Okunacak Metin:
══════
Patlamalardan en az biri, Hizbullah’ın önceki gün öldürülenler için düzenlediği cenaze töreninin yakınında meydana geldi. İran tarafından desteklenen Hizbullah, çağrı cihazı saldırılarına misilleme sözü verdi.
Lübnan’da binlerce Hizbullah üyesinin radyoları, çağrı cihazlarının topluca patlamasından neredeyse tam 24 saat sonra patladı. Birkaç kişi öldü.
Bir güvenlik kaynağı, el telsizlerinin Hizbullah tarafından beş ay önce, yani çağrı cihazlarıyla hemen hemen aynı zamanlarda satın alındığını söyledi. Üst düzey bir Lübnanlı kaynağa ve Reuters’e konuşan bir başka kaynağa göre, İsrail’in yabancı casusluk teşkilatı Mossad’ın, patlayıcıları patlamalardan aylar önce Hizbullah’tan ithal edilen çağrı cihazlarına yerleştirdiğine inanılıyor. İsrail henüz saldırılara ilişkin resmi bir açıklama yapmadı.
══════
Sağlanan Veriler:

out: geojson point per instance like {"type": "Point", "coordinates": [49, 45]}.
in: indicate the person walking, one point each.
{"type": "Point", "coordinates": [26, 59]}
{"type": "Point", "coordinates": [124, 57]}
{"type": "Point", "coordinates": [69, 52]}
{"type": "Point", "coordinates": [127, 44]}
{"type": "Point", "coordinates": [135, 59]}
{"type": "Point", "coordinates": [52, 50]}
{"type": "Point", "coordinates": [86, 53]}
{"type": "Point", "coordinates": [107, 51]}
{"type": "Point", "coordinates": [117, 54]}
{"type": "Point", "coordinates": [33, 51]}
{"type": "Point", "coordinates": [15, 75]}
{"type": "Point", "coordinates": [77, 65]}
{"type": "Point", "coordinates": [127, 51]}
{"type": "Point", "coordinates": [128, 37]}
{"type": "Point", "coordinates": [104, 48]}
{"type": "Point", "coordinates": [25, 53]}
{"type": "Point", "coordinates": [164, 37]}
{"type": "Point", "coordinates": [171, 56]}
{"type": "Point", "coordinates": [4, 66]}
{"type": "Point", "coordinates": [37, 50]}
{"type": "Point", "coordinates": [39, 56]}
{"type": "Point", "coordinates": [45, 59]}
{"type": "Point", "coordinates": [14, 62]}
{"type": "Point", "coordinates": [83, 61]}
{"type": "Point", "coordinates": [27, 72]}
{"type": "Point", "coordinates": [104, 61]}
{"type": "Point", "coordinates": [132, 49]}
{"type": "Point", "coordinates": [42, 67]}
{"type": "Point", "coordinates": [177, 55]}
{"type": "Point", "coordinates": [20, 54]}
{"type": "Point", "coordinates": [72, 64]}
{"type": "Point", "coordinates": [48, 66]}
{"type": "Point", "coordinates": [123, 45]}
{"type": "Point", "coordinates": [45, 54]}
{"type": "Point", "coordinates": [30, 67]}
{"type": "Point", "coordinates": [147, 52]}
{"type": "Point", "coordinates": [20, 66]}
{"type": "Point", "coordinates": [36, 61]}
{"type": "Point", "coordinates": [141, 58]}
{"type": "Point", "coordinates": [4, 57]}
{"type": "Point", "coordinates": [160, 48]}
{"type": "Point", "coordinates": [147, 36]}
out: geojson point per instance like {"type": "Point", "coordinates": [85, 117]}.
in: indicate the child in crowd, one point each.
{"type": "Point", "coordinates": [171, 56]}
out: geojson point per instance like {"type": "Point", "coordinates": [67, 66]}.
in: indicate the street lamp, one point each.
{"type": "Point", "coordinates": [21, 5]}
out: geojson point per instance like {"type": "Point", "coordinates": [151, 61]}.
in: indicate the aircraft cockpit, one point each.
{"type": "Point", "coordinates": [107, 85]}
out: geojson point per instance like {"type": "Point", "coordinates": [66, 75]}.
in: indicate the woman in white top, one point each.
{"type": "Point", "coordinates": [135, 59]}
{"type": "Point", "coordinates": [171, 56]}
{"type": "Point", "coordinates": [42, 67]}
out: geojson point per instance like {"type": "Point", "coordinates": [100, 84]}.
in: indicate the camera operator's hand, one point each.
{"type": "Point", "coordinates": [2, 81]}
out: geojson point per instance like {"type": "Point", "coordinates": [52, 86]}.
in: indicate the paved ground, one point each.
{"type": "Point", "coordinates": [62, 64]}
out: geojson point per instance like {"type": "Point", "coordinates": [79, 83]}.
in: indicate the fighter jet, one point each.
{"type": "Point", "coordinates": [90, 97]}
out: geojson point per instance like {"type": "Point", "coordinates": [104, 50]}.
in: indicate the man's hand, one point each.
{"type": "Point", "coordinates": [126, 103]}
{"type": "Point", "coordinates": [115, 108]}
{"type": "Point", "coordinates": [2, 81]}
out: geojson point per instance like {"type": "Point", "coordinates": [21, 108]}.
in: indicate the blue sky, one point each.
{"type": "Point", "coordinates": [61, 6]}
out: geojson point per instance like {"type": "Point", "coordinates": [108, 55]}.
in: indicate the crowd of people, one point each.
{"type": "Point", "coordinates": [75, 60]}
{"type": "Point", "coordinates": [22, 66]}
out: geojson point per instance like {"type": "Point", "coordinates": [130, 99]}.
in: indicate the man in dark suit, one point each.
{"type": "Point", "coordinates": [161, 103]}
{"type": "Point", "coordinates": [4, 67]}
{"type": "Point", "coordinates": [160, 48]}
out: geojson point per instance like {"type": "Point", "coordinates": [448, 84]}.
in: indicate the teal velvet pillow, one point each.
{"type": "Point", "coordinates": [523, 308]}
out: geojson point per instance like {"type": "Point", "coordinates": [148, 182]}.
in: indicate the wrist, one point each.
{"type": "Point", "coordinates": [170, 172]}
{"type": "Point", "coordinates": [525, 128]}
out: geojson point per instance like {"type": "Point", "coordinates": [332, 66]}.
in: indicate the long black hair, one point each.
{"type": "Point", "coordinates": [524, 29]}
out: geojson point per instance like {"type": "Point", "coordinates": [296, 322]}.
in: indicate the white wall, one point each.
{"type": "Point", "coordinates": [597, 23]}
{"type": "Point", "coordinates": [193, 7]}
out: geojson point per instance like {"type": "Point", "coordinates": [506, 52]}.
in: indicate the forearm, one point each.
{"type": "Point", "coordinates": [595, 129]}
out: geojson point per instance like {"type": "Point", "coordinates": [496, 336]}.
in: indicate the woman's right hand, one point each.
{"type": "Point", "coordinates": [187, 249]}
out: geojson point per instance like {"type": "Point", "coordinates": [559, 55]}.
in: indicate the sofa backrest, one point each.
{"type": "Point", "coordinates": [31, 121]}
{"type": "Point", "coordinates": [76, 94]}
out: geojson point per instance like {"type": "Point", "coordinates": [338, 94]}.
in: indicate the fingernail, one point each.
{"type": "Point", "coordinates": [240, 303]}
══════
Görev Koşulları:
1) Kayıtlardan "woman" sözcüğünü içeren her satırı çıkarın. Büyük ve küçük harf ayrımı dikkate alınmalıdır.
2) Lübnan'daki telsiz patlamalarını anlatan metni kaldığı yerden sürdürün.

Yanıt Kümesi:
1)
in: indicate the woman in white top, one point each.
in: indicate the woman's right hand, one point each.

2)
Hizbullah daha önce çağrı cihazı patlamalarından İsrail’i sorumlu tutmuş ve misilleme sözü vermişti. İsrail’deki ve uluslararası uzmanlar şu anda bunların, neredeyse bir yıl süren savaş nedeniyle ciddi şekilde zarar gören caydırıcı etkiyi güçlendirmeye yönelik tek seferlik eylemler mi, yoksa Güney Lübnan’da bir kara saldırısının başlangıcı mı olduğu konusunda kafa yoruyor.
İsrail ile terör örgütü Hamas arasında, 7 Ekim’de İsrail’e yönelik benzeri görülmemiş saldırının ardından Gazze Şeridi’ndeki savaşın başlangıcından bu yana, İsrail ile Hizbullah arasında neredeyse her gün askeri çatışmalar da yaşanıyor.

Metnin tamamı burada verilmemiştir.